### LIST OF TASKS:
[1] Can you copy from the forum thread about Tara word for word, starting at the words "# My girl tara" and stopping after "(Apr 10, 2020)"?
[2] Could you carry on the forum thread about Tara from the point where it ends?

### PAGE TEXT:
— begin —
# My girl tara



## Roxy stansfield (7 mo ago)

Hi my 2years and 6 month old german shepard named tara died suddenly on 02.06.22 she was fine all day then she was sick alot of water around 9pm and drooling alot on the 1st of June but was still up and about, my partner went to bed at 11pm that night and I got in from work at 1.05am she was very lethargic couldnt stand I sat with her for abit then I went to go sit down she followed me with great difficulty of walking, she laid by my feet still breathing and then she let out this loud crying groan for a few second I screamed woke my partner up then died at 1.40am but she was fine no sign of being unhealthy I'm heart broken


----------



## drparker151 (Apr 10, 2020)

So sorry for your loss.


----------



## Bknmaizey (Sep 16, 2019)

So sorry for your loss. Something similar happened with us. Ours was 9 so not as young but seemingly healthy one day, then gone out of the blue the next. What you described brings back hard memories including a groan from her at the end that I can still hear in my head even 3+ years later. I was watching her on her bed from my bed about 5 feet away when I heard it, scrambled out of bed, scooper her up and I think she was already gone or died in my arms as I carried her to the car while I yelled to my wife to get the doors for me. I remember those first few days and weeks after, I was in total shock and beside myself in grief. I’m so sorry for you. I hope you can find a little peace in the days to come and I will keep you in my thoughts.
— end —
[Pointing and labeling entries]
— begin —
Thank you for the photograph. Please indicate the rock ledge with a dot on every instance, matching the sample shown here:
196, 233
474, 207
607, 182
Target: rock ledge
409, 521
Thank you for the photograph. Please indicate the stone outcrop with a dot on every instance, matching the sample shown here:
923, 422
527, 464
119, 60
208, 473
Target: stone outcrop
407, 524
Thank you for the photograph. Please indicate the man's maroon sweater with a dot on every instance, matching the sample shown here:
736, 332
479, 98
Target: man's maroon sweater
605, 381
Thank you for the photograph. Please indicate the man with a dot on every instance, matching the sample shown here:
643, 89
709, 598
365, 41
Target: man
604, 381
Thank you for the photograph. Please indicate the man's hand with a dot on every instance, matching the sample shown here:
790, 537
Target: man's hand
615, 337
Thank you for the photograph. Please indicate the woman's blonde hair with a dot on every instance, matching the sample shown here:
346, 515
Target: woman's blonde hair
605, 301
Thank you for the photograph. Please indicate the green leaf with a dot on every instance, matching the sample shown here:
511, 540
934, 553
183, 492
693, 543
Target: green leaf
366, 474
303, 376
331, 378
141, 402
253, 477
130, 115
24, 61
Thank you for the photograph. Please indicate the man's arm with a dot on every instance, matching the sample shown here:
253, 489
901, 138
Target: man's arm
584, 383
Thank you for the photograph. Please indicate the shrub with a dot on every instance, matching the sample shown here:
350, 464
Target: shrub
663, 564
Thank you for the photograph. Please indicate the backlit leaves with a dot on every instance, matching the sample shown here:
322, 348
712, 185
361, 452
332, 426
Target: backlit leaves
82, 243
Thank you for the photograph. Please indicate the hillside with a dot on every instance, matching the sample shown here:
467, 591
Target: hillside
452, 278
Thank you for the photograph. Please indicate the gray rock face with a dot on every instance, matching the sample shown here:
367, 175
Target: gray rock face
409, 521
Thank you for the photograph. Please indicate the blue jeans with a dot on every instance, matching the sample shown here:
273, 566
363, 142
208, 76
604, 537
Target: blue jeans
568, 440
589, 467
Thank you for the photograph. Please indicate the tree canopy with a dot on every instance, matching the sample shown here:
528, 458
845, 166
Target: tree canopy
— end —
### TASK-BY-TASK OUTPUTS:
[1]
# My girl tara



## Roxy stansfield (7 mo ago)

Hi my 2years and 6 month old german shepard named tara died suddenly on 02.06.22 she was fine all day then she was sick alot of water around 9pm and drooling alot on the 1st of June but was still up and about, my partner went to bed at 11pm that night and I got in from work at 1.05am she was very lethargic couldnt stand I sat with her for abit then I went to go sit down she followed me with great difficulty of walking, she laid by my feet still breathing and then she let out this loud crying groan for a few second I screamed woke my partner up then died at 1.40am but she was fine no sign of being unhealthy I'm heart broken


----------



## drparker151 (Apr 10, 2020)

[2]
----------



## cagal (Sep 3, 2013)

What a terrible shock for you. I’m so sorry for your loss.


----------



## Dustinb80 (10 mo ago)

That's terrible, very sorry to hear


----------



## SMcN (Feb 12, 2021)

I can't even imagine the horror, shock and grief you have suffered. Completely out of the blue and such a young dog as well. To lose one of our beloved companions is hard enough when they have lived a full life and you know the end is near. To say I am sorry seems incredibly inadequate. I hope you find peace as well as an explanation of what happened at some point.


----------



## Hopps (Dec 5, 2021)

I'm so sorry to hear that. That must have been terrifying. At least she was with you in her last moments


----------



## Roxy stansfield (7 mo ago)

Bknmaizey said:


> So sorry for your loss. Something similar happened with us. Ours was 9 so not as young but seemingly healthy one day, then gone out of the blue the next. What you described brings back hard memories including a groan from her at the end that I can still hear in my head even 3+ years later. I was watching her on her bed from my bed about 5 feet away when I heard it, scrambled out of bed, scooper her up and I think she was already gone or died in my arms as I carried her to the car while I yelled to my wife to get the doors for me. I remember those first few days and weeks after, I was in total shock and beside myself in grief. I’m so sorry for you. I hope you can find a little peace in the days to come and I will keep you in my thoughts.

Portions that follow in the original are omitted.